EXERCISE REQUIREMENTS:
Extract every line in the items below that contains the word "hand", and copy each one without change.

GIVEN RECORDS:
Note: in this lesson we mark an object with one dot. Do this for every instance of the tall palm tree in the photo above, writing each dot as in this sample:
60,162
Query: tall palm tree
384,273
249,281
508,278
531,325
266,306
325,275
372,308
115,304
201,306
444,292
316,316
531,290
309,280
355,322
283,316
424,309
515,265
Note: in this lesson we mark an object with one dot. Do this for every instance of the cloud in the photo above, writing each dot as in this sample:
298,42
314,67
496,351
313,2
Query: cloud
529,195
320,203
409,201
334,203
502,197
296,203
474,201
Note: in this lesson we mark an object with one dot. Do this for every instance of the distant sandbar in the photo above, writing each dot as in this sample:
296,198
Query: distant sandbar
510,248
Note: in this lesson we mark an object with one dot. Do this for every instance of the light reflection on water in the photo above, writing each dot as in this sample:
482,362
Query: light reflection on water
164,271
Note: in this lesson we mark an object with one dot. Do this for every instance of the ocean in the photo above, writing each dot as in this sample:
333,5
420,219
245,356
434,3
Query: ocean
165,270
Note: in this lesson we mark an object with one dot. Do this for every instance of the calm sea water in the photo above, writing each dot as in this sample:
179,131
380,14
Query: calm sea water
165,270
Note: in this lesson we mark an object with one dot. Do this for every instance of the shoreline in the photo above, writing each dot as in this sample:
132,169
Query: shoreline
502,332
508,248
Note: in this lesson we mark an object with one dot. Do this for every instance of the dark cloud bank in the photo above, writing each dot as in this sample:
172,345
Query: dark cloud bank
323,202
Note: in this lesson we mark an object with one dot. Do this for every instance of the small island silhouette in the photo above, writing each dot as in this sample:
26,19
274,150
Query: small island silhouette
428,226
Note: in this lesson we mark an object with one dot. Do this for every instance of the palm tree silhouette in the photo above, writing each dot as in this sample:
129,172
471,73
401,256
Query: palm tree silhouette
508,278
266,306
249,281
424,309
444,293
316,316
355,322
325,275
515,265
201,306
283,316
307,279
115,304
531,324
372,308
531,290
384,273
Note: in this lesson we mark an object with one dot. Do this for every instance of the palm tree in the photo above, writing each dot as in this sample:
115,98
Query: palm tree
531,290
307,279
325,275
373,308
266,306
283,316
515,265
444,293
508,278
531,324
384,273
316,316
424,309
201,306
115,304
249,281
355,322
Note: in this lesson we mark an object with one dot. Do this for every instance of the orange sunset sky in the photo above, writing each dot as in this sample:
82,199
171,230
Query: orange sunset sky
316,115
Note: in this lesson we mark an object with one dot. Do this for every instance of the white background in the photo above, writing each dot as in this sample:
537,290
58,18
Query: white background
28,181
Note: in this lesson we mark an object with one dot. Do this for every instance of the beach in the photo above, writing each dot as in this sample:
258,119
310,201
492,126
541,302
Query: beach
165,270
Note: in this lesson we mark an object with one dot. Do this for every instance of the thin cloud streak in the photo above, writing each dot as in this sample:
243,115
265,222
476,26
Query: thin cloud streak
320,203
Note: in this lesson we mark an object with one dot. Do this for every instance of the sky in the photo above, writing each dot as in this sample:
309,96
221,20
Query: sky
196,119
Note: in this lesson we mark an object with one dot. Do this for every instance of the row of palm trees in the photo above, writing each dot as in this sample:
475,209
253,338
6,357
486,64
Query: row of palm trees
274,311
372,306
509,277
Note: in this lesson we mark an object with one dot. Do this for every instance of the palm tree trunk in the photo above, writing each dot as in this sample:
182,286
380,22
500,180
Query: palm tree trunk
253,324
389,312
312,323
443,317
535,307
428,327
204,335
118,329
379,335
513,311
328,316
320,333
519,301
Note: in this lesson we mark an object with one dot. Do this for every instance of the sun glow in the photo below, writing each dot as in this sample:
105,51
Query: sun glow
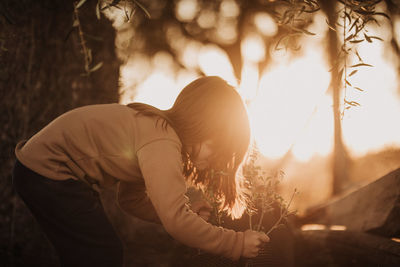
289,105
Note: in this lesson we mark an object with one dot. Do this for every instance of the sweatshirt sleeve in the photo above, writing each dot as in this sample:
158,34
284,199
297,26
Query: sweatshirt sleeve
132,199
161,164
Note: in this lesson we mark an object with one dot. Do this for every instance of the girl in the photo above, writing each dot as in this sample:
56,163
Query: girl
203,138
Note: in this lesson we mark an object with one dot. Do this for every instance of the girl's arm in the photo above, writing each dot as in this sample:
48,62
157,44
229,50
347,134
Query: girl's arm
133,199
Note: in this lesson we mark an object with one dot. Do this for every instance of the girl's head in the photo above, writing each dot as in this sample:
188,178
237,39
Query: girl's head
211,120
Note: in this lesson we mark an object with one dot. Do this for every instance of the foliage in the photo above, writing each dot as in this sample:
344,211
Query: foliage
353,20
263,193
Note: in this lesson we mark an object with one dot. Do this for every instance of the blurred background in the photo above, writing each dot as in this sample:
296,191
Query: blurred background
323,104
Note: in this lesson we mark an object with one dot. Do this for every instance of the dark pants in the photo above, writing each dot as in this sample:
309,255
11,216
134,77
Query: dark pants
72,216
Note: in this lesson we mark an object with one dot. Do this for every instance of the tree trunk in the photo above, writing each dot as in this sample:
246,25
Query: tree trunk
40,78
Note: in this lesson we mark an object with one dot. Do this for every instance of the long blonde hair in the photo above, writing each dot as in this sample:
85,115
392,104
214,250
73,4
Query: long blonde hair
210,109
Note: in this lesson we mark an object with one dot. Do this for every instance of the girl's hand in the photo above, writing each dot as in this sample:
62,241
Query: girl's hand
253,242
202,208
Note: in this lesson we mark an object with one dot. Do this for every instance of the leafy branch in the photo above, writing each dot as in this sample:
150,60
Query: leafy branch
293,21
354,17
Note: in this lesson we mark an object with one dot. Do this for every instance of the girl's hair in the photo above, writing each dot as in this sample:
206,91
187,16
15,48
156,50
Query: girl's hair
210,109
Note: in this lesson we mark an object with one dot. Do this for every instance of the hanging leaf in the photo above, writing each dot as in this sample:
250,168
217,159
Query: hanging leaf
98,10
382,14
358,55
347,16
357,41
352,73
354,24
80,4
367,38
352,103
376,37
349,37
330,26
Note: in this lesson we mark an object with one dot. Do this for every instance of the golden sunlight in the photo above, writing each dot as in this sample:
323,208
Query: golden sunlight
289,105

==

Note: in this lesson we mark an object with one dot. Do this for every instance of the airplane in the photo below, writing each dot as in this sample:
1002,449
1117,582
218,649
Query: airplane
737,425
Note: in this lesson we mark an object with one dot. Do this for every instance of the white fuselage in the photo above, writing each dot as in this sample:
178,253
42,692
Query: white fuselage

* * *

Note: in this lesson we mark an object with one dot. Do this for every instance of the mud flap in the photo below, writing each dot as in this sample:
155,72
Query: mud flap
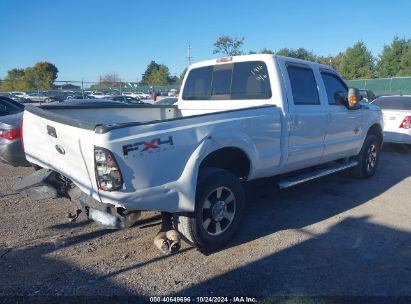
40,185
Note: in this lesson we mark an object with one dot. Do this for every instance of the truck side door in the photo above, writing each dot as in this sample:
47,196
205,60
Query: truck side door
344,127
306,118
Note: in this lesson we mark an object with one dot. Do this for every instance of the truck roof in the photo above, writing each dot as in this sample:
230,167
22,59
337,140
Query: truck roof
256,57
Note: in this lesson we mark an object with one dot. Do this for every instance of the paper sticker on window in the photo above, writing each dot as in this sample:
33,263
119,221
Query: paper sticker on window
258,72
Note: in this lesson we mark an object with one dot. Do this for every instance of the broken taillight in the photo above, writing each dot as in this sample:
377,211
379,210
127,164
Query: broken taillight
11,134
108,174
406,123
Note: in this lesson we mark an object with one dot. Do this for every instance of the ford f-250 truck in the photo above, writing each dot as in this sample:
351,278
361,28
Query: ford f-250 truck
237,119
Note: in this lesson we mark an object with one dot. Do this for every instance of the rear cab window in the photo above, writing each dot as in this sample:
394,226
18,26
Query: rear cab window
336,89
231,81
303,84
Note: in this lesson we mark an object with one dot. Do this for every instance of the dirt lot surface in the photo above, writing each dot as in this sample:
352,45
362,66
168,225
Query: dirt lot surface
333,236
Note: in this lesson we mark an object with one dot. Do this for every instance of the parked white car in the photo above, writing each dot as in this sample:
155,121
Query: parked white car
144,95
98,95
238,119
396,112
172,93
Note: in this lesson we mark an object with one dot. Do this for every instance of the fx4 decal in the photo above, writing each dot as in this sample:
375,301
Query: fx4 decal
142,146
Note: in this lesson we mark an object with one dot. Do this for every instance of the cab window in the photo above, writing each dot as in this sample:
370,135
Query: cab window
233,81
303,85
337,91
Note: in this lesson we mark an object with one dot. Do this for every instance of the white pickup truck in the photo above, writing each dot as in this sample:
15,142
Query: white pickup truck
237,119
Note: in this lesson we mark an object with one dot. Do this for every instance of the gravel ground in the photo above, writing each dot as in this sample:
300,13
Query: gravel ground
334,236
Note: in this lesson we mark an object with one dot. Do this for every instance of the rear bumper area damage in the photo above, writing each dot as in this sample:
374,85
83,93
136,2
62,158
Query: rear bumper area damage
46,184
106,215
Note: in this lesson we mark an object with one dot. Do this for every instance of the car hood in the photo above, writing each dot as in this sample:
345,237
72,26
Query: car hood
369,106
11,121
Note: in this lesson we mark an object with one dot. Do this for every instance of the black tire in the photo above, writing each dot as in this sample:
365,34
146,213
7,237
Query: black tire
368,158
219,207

CORRECT RESPONSE:
Note: in this lesson we mark an object with one dot. Do this for every instance of the girl's hand in the photo above, writing each dot as in this sample:
Query: girl's hand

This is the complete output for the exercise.